Dataset records:
────────
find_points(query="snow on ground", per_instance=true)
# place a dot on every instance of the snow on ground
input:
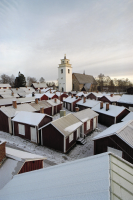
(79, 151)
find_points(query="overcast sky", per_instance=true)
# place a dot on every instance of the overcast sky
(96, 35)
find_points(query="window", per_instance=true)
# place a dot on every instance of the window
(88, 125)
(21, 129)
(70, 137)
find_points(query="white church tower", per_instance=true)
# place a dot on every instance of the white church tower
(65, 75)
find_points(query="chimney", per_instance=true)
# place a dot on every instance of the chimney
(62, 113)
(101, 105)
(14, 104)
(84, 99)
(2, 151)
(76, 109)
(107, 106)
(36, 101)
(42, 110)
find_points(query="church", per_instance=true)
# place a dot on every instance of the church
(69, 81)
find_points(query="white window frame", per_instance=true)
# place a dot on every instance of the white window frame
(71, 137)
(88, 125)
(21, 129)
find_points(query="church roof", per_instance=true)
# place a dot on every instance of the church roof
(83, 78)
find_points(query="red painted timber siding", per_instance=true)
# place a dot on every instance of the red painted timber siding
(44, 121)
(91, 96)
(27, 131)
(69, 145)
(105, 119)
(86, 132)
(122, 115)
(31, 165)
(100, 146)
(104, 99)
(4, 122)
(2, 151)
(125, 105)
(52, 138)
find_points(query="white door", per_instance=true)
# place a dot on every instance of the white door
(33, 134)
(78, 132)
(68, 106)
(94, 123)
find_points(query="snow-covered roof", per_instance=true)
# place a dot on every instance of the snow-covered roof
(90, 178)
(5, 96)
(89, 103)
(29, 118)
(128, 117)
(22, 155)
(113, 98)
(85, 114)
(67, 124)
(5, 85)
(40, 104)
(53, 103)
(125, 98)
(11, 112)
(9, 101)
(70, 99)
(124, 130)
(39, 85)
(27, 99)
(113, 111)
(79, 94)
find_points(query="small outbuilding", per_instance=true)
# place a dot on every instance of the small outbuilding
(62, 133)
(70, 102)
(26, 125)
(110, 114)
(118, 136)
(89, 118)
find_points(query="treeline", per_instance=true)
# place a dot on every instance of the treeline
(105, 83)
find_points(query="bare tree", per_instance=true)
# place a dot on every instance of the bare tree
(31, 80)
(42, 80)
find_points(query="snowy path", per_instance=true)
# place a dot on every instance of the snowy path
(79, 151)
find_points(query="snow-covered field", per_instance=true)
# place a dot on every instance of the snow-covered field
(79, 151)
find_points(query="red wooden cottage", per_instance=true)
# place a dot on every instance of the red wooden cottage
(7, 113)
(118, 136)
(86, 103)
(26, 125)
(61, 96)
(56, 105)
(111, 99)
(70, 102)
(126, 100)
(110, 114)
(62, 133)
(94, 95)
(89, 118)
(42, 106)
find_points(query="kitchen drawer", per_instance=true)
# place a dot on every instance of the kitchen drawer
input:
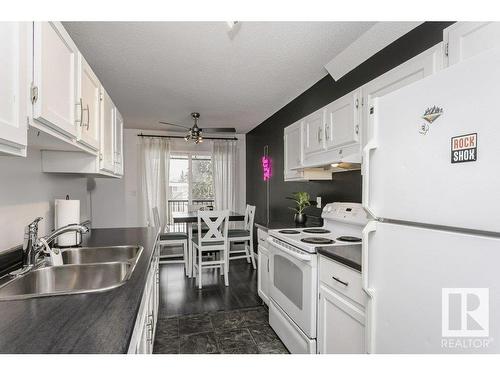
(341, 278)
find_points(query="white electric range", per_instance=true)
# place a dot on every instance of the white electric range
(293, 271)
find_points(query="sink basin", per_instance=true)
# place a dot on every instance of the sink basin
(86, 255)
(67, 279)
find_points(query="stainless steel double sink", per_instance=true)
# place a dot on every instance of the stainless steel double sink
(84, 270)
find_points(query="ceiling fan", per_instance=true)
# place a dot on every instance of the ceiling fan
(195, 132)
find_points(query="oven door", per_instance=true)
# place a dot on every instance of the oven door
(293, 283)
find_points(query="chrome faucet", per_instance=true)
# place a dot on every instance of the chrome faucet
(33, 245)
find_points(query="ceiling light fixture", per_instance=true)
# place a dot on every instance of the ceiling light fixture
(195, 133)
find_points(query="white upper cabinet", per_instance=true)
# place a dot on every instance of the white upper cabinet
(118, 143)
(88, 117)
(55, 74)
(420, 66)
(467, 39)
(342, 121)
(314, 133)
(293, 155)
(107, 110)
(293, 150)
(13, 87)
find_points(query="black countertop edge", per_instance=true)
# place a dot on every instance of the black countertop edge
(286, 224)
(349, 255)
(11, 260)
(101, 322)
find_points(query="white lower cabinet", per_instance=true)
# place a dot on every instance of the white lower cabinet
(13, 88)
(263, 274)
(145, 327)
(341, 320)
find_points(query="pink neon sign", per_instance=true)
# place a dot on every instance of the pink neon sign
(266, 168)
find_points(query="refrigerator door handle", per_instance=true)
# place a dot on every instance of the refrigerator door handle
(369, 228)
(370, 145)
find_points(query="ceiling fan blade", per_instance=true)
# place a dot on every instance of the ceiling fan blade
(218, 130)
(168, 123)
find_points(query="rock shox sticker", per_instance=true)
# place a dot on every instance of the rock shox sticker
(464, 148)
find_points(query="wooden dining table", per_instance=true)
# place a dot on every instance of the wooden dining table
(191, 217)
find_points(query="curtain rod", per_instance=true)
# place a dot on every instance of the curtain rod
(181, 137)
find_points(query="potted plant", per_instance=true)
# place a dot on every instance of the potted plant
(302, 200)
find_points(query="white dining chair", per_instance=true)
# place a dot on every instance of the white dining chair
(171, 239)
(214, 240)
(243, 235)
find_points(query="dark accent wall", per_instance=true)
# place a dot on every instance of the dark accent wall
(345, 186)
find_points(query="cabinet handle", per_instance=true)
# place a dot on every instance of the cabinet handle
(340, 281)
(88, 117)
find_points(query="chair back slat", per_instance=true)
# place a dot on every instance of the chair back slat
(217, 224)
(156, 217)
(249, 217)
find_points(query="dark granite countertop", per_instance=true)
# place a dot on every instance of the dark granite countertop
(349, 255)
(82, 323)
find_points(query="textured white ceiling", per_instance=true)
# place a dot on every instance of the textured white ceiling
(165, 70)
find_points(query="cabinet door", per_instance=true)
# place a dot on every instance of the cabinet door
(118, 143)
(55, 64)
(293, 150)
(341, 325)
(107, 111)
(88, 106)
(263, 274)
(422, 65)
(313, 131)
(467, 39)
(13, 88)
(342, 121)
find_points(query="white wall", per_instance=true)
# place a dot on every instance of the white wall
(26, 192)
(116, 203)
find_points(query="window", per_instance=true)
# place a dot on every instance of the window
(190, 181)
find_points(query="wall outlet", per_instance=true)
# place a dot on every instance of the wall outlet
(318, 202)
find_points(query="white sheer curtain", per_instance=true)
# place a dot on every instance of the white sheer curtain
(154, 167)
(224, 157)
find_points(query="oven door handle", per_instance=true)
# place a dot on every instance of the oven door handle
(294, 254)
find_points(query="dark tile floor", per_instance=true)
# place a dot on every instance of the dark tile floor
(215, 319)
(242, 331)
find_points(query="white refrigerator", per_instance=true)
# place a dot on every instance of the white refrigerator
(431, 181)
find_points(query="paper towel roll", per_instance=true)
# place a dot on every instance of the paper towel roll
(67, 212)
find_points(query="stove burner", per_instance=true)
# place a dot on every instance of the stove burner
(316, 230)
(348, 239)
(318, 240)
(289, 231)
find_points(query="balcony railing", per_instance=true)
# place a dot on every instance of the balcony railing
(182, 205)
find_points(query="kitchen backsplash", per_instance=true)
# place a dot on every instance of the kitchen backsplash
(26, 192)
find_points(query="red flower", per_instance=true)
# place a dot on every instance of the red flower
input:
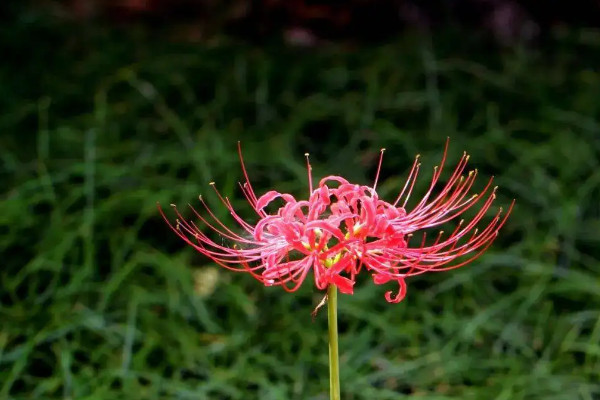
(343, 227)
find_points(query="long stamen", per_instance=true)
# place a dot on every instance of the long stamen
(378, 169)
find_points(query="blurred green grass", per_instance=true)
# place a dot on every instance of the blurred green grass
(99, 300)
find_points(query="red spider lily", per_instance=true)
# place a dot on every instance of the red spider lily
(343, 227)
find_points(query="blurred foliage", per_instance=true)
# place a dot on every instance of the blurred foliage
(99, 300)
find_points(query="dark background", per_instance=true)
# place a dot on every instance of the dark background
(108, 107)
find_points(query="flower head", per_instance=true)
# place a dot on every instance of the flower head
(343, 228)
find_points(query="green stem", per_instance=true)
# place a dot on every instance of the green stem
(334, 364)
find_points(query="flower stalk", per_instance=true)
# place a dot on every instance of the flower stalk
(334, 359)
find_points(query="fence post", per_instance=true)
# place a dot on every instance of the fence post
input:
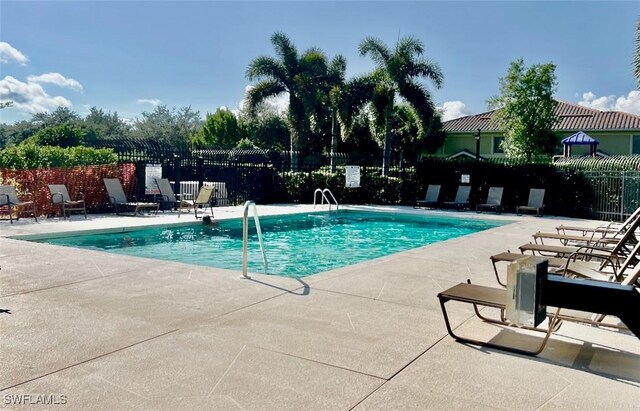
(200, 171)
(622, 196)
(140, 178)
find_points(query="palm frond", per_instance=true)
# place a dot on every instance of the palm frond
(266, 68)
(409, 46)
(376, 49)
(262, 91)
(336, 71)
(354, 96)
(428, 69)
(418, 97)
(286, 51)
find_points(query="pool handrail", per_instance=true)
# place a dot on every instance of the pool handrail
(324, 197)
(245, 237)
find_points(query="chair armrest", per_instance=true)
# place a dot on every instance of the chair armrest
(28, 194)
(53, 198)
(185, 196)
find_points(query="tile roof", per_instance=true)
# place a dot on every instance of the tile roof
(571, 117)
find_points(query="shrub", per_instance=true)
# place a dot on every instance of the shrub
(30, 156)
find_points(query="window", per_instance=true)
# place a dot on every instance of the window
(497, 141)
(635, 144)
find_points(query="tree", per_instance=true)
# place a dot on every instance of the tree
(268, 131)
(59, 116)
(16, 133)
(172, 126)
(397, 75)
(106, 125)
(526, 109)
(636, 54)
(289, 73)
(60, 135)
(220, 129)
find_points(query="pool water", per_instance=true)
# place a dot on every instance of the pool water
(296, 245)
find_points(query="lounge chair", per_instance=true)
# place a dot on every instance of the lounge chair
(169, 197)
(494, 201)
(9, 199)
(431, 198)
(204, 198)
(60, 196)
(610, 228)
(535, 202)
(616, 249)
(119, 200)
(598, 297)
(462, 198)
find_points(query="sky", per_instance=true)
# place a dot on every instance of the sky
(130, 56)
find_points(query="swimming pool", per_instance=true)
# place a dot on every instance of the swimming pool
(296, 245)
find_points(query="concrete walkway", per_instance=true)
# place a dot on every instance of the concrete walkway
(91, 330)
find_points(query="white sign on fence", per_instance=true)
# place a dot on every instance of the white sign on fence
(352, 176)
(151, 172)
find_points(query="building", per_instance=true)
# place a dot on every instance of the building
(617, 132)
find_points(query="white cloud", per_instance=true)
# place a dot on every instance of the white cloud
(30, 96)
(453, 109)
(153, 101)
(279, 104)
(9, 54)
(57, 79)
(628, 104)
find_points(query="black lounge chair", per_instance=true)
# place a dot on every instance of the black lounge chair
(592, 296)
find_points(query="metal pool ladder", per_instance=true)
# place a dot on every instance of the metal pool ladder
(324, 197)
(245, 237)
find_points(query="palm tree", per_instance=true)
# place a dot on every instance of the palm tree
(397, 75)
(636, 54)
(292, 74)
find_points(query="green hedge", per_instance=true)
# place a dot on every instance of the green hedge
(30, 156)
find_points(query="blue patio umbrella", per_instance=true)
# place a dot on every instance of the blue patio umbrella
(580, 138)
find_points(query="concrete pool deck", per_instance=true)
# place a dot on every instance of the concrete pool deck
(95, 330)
────────
Which lines in the entries above contain the string "countertop", with case counting? List each such line in full.

Solution to this exercise:
find_points(query="black countertop edge", per_instance=true)
# place a dot on every instance of the black countertop edge
find_points(query="dark granite countertop", per_instance=true)
# place a dot on every instance of the dark granite countertop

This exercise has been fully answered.